=== Kutipan untuk Dibaca ===
★ ★ ★
TRADISI SEREN TAUN SEBAGAI KEARIFAN LOKAL MASYARAKAT ADAT KASEPUHAN DI BANTEN SELATAN
Masyarakat Adat Kasepuhan Banten Kidul adalah kelompok masyarakat adat Sunda yang mendiami beberapa kawasan di kaki gunung Sanggabuana. Saat ini pemerintah menyebutnya Taman Nasional Gunung Halimun Salak. Wilayah yang paling banyak dihuni oleh masyarakat adat kasepuhan adalah wilayah kabupaten Lebak sebelah selatan sampai ke kabupaten Sukabumi sebelah barat dan ke bagian utara sampai ke kabupaten Bogor Jawa Barat.
★ ★ ★
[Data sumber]
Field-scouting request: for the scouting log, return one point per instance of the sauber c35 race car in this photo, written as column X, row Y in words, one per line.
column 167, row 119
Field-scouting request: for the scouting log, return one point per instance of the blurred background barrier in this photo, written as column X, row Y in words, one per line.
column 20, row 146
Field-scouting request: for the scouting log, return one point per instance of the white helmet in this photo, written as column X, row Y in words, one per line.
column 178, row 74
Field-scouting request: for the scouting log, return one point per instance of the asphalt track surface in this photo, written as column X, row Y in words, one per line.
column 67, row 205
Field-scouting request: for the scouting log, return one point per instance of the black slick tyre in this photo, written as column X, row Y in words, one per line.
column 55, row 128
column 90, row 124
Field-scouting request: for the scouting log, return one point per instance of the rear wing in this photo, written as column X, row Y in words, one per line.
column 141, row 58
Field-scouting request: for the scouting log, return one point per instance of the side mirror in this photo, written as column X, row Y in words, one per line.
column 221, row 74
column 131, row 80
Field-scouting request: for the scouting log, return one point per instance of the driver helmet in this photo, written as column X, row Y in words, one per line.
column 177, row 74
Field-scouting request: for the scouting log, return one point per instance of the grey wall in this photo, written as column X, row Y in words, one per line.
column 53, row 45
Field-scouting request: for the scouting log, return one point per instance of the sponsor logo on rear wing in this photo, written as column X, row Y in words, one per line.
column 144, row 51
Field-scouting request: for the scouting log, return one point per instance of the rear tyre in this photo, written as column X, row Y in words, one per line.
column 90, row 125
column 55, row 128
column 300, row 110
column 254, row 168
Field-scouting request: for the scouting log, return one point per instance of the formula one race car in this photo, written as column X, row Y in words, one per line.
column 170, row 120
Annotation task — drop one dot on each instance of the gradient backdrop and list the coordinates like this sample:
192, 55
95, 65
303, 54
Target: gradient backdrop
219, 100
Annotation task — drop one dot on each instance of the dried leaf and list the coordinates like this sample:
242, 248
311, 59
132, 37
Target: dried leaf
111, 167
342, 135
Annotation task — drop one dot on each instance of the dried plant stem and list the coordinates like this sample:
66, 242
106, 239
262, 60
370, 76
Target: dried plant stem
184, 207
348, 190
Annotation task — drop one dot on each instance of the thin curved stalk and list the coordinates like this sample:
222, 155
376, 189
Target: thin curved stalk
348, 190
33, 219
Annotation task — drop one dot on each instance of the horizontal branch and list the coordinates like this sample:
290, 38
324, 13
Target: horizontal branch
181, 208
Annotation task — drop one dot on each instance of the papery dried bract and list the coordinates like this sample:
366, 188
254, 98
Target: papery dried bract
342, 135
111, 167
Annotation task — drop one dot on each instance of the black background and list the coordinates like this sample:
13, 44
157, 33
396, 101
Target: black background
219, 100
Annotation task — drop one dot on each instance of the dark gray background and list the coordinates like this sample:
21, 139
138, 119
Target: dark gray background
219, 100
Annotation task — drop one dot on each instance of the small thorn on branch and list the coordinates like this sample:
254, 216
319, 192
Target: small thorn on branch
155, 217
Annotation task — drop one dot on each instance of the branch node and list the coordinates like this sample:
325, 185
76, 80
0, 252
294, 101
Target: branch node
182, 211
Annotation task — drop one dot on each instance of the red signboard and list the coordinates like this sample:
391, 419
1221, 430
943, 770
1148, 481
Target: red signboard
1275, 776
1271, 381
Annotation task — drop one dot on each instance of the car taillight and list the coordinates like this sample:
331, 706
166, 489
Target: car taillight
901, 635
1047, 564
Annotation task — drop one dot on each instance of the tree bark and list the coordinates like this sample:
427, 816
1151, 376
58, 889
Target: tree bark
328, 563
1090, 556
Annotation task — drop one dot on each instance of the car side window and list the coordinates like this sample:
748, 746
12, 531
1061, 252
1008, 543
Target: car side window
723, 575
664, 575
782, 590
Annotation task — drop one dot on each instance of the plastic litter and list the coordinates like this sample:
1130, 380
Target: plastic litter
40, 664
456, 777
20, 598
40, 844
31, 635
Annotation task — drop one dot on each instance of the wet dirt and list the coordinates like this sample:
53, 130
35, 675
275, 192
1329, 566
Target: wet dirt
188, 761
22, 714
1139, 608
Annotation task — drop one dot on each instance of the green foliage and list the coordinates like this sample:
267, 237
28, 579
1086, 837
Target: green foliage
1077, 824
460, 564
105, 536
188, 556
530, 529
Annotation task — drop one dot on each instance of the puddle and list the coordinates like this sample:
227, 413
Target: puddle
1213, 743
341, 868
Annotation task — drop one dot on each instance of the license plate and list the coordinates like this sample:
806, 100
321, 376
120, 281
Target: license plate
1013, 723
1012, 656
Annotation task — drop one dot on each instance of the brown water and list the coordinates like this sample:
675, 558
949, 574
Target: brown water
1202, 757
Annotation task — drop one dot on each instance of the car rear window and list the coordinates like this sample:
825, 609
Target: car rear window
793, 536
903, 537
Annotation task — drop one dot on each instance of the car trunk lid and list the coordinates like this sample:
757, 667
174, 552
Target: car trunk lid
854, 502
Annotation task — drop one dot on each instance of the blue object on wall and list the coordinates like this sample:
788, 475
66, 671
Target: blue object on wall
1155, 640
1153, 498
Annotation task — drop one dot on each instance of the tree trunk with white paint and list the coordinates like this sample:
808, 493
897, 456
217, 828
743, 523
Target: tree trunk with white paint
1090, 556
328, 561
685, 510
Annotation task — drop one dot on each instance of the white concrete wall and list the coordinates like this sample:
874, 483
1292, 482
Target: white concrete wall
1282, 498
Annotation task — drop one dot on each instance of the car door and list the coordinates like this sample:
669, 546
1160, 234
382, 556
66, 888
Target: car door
★ ★ ★
=== Petunjuk Tugas ===
Tentukan apakah setiap pernyataan berikut sesuai dengan kutipan tentang masyarakat adat Kasepuhan, lalu jawab ya atau tidak disertai kata-kata penentu dari kutipan yang dikutip persis. (a) Masyarakat Adat Kasepuhan Banten Kidul merupakan kelompok masyarakat adat Sunda. (b) Wilayah yang paling banyak dihuni masyarakat adat kasepuhan adalah kabupaten Lebak sebelah utara. (c) Ke arah utara, wilayah tersebut mencapai kabupaten Bogor Jawa Barat. Baris-baris data sumber merupakan materi tersendiri yang terpisah dari kutipan.

=== Jawaban Latihan ===
(a) Ya: "kelompok masyarakat adat Sunda".
(b) Tidak: "wilayah kabupaten Lebak sebelah selatan".
(c) Ya: "ke bagian utara sampai ke kabupaten Bogor Jawa Barat".